Given data:

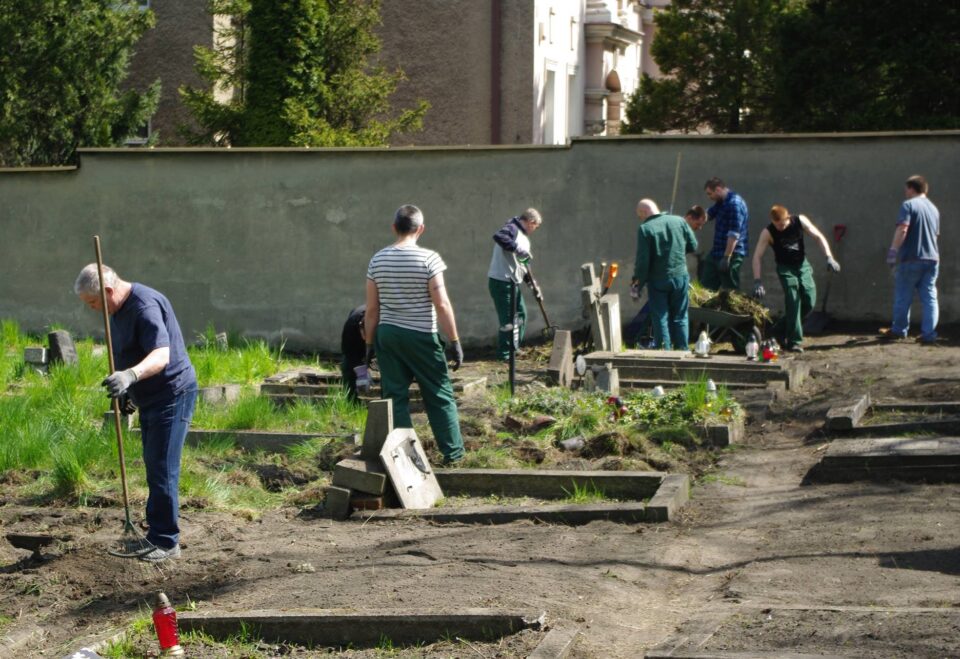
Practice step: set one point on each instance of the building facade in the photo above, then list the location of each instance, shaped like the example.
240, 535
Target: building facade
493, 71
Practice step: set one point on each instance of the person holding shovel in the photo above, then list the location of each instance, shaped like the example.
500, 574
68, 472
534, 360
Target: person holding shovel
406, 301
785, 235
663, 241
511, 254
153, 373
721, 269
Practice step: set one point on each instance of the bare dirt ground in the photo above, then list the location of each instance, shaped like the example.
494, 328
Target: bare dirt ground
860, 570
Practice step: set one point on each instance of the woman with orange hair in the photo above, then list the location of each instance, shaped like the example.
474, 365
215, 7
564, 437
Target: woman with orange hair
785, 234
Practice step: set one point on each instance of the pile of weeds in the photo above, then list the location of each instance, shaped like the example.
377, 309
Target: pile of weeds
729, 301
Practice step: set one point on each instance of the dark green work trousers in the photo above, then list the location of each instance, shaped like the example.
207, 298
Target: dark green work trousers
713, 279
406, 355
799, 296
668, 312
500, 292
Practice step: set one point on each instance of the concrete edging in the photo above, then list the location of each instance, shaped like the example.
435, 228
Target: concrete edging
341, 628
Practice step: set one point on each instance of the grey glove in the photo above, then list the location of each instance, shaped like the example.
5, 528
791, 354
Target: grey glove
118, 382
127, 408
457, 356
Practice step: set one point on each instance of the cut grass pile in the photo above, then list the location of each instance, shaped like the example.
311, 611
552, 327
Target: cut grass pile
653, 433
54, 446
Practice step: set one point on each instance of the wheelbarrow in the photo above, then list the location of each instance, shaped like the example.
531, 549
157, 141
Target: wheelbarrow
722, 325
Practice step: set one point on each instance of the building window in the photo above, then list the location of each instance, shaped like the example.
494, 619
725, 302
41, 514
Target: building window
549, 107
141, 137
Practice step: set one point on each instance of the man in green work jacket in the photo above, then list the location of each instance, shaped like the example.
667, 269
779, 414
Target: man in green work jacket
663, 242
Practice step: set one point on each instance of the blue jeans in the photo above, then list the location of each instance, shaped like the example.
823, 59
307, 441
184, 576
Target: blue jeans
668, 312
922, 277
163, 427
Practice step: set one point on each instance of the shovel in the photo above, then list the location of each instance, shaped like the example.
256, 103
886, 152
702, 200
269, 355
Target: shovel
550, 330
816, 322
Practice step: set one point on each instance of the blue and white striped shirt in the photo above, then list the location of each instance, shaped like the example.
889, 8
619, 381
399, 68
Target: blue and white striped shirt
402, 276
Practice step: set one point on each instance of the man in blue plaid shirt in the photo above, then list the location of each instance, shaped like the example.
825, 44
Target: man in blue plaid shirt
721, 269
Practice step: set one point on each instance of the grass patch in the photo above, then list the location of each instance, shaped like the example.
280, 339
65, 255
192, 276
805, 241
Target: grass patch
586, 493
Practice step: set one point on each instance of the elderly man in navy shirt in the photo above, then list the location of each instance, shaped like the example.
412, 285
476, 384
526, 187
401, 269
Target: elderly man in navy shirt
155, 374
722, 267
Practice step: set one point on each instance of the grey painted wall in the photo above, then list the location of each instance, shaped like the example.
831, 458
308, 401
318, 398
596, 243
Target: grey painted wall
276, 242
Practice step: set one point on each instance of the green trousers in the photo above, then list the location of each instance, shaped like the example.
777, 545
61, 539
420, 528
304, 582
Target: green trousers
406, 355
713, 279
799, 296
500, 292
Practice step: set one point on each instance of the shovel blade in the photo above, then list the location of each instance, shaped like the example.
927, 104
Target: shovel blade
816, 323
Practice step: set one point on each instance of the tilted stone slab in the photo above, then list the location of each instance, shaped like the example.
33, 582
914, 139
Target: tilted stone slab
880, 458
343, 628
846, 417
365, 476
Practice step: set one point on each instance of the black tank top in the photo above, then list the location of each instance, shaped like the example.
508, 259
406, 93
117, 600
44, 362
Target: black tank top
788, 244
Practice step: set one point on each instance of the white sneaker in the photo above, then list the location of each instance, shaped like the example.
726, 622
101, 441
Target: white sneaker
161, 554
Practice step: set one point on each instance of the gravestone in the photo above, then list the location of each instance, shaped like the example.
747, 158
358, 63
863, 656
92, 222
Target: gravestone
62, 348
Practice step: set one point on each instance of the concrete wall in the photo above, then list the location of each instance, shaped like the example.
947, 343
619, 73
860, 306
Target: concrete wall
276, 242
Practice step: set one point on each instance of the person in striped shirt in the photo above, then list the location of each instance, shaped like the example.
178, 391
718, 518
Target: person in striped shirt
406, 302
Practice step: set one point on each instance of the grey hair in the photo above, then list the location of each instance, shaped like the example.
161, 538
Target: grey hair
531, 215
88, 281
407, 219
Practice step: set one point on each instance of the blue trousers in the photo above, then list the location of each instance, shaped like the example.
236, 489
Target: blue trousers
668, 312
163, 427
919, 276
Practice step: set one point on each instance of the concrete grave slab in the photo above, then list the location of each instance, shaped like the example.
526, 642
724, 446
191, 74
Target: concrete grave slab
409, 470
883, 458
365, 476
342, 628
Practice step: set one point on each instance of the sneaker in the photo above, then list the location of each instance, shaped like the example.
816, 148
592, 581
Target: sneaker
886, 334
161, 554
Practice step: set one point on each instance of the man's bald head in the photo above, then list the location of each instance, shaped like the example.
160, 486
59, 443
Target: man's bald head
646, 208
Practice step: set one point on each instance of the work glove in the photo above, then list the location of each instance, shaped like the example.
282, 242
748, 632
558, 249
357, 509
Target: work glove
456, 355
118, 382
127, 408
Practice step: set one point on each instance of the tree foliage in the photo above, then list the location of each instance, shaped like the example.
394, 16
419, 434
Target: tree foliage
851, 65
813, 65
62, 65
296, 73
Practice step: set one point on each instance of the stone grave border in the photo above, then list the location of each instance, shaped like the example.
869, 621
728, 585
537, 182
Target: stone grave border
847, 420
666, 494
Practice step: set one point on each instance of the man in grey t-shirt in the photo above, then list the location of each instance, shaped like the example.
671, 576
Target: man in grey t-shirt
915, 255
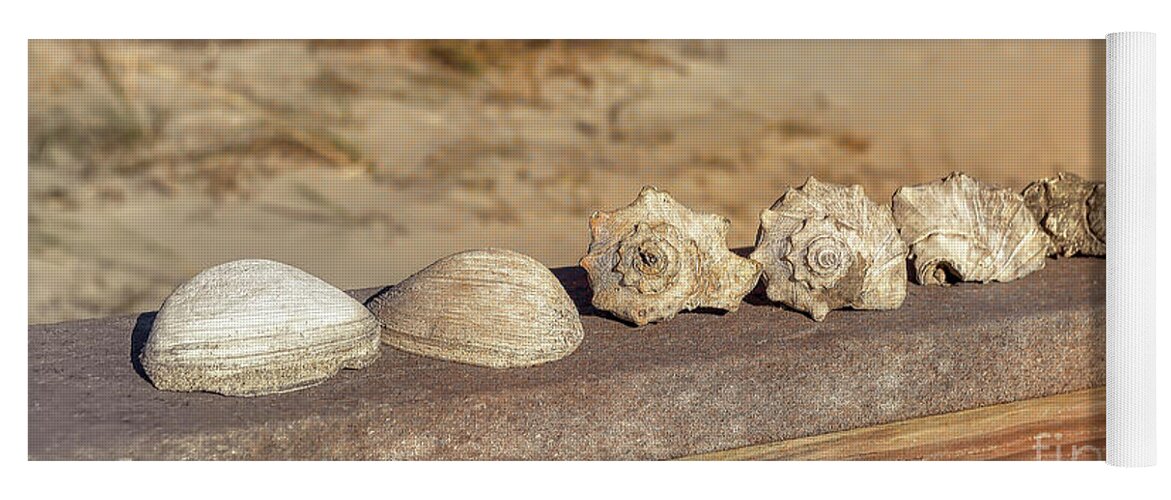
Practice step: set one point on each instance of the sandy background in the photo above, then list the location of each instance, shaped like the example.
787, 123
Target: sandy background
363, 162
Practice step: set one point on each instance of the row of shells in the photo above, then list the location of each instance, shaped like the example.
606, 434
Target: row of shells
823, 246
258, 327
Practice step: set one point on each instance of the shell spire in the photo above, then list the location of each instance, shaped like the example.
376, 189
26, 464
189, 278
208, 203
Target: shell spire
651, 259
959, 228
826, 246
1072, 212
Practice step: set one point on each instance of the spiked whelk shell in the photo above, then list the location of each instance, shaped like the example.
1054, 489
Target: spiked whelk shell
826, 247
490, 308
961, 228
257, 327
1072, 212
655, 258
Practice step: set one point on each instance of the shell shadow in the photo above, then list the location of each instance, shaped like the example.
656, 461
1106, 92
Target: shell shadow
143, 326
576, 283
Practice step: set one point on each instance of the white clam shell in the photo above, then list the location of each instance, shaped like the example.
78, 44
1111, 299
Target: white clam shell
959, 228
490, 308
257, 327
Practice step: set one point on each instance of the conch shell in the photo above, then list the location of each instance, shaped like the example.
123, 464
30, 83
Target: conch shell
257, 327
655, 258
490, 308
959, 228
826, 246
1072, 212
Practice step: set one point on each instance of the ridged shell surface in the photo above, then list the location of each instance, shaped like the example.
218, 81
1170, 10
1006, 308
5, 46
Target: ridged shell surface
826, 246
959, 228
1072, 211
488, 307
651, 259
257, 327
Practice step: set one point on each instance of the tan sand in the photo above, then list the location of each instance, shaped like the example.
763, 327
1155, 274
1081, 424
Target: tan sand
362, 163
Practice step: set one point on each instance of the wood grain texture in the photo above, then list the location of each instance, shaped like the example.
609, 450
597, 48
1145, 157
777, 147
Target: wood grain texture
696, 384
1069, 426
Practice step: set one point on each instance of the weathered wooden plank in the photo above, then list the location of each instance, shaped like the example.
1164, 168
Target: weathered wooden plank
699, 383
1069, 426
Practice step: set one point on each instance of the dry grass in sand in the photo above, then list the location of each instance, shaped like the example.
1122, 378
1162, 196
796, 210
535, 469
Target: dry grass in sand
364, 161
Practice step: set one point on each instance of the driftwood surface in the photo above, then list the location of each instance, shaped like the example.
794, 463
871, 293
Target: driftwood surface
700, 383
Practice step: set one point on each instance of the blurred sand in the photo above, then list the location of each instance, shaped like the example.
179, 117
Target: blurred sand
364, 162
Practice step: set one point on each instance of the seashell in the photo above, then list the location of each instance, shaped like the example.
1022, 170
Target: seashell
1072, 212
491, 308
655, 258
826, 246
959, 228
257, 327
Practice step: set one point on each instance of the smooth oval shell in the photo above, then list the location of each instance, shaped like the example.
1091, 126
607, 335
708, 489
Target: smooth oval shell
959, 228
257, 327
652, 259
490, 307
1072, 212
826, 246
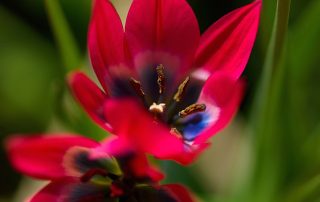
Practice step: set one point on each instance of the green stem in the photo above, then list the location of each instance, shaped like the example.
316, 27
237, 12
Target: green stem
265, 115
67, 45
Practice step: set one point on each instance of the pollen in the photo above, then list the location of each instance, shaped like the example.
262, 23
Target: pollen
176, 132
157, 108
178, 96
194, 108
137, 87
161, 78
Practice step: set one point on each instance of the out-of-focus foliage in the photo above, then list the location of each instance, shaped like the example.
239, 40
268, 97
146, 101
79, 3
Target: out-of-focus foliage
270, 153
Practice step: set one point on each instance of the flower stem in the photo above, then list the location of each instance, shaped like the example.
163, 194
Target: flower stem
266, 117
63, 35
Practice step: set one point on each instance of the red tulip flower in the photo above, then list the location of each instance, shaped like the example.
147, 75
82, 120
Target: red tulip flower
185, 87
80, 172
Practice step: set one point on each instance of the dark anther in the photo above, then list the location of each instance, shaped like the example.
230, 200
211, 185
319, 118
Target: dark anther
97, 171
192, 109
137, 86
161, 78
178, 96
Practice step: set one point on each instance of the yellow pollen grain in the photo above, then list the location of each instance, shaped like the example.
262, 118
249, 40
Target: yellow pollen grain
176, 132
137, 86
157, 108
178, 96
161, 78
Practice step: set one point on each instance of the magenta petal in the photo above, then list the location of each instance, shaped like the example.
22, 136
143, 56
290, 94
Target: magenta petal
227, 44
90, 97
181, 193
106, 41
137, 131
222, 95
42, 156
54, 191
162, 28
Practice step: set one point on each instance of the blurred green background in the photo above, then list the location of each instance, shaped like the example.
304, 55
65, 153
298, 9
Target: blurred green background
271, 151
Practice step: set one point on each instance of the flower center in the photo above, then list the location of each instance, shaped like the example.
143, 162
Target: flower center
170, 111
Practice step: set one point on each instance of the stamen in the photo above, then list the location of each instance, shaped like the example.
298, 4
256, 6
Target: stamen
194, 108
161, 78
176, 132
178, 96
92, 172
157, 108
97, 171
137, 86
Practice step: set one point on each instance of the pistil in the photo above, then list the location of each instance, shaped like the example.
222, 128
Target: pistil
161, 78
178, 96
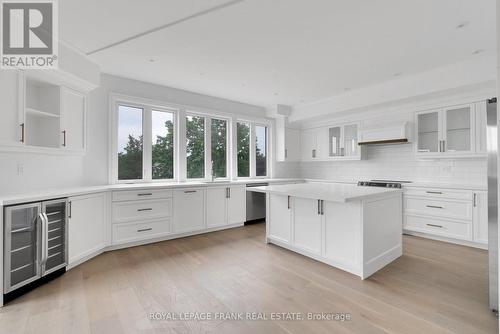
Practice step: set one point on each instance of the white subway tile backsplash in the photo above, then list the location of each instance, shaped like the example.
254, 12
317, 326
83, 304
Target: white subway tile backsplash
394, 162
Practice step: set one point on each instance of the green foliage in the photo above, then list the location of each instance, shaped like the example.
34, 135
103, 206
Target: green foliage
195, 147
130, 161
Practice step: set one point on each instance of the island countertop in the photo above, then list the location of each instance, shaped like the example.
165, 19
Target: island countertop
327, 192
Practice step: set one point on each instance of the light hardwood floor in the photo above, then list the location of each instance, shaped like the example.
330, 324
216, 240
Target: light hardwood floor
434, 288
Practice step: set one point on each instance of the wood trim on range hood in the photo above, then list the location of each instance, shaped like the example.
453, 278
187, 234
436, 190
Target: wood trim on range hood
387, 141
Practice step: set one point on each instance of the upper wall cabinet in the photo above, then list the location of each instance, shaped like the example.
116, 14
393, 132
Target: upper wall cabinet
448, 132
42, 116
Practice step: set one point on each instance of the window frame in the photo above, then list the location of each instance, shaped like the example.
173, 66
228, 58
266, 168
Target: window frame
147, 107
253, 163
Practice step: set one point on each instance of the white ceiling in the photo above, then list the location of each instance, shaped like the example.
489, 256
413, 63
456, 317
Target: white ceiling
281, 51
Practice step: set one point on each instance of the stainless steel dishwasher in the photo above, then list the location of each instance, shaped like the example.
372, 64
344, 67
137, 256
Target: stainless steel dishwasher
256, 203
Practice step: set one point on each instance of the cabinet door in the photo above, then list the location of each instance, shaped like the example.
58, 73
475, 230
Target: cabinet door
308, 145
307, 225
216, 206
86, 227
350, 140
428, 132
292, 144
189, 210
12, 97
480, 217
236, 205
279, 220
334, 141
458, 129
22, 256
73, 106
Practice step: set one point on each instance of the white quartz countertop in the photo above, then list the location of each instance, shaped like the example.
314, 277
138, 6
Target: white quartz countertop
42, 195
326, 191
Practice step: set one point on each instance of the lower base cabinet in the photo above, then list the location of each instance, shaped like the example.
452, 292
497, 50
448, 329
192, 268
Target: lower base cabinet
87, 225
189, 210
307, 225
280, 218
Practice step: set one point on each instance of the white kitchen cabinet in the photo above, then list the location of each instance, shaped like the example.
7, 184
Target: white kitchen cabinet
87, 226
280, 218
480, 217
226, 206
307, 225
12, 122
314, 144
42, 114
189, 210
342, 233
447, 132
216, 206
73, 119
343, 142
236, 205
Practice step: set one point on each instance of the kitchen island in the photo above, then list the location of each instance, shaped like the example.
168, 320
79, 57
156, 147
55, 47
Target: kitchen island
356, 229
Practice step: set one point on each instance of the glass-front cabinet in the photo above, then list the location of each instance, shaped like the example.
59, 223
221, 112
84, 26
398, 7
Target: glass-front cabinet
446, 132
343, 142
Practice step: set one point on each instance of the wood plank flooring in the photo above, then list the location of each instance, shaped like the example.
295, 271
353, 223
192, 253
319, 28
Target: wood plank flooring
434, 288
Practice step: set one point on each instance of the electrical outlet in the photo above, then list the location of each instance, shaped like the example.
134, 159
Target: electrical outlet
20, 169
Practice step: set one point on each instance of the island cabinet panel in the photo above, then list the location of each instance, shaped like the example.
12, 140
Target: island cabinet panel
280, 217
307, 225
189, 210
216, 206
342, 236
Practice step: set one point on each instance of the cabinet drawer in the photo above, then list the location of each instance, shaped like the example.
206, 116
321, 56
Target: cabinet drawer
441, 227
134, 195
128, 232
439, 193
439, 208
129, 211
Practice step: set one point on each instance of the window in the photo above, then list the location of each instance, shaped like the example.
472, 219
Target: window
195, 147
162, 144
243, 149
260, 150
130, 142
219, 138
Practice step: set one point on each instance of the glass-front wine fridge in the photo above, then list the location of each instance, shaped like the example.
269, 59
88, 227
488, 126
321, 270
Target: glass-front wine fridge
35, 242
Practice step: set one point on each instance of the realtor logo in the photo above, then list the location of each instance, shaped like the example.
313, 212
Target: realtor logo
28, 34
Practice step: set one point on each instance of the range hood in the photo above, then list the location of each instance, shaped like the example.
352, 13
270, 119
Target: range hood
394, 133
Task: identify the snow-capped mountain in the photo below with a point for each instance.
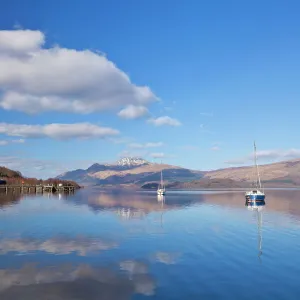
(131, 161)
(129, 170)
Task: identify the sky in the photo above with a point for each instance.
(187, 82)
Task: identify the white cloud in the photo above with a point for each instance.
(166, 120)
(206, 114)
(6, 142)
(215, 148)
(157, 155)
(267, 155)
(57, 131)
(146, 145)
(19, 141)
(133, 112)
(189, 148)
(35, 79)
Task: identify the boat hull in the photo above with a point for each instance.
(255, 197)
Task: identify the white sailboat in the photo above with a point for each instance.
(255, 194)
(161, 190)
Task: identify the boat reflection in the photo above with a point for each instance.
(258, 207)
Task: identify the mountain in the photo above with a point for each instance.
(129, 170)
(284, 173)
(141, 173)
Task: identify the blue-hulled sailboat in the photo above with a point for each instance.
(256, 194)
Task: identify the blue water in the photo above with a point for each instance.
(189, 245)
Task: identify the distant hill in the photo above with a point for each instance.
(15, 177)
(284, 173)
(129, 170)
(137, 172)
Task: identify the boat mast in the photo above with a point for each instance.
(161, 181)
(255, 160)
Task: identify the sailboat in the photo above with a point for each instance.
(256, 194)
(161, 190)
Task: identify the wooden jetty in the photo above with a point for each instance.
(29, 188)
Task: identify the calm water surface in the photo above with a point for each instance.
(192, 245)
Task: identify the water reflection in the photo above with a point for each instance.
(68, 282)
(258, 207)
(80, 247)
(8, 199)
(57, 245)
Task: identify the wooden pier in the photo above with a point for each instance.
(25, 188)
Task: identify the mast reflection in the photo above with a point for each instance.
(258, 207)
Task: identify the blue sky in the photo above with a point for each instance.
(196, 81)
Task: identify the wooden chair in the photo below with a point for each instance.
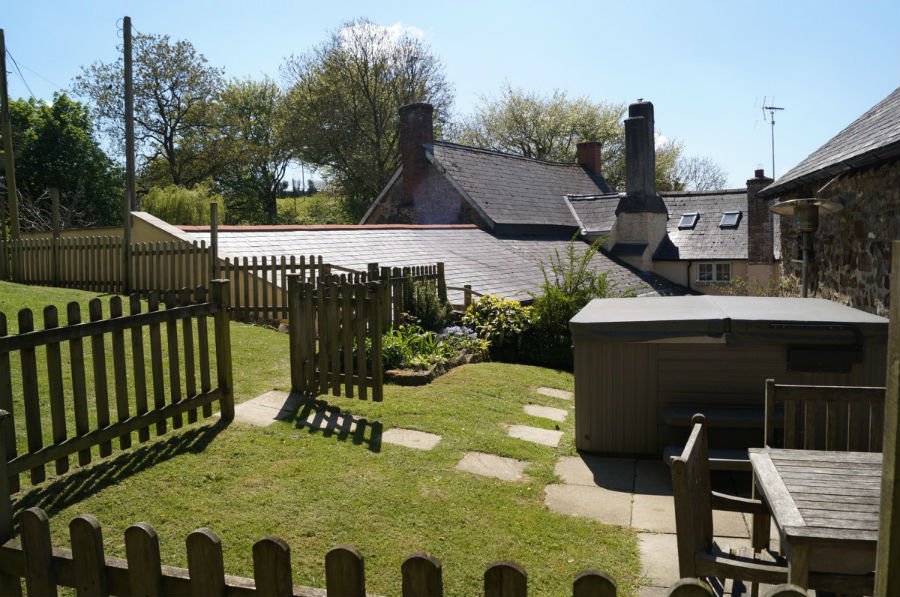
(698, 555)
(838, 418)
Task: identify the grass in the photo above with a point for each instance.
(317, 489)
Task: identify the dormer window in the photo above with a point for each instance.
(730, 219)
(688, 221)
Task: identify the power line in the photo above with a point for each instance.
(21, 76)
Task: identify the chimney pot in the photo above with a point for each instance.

Exercise requirements:
Can you give the records again from the line containing "Task: identify the dormer" through the end of the records, swapping "chimney pot" for "chimney stack" and keeping everything else the same?

Complete answer:
Task: identify the dormer window in the photo above with a point for each instance.
(730, 219)
(688, 221)
Task: identify the power line in the photo above with a point for each instance.
(21, 76)
Task: identify the chimney stack in the photo above with a point for each instance.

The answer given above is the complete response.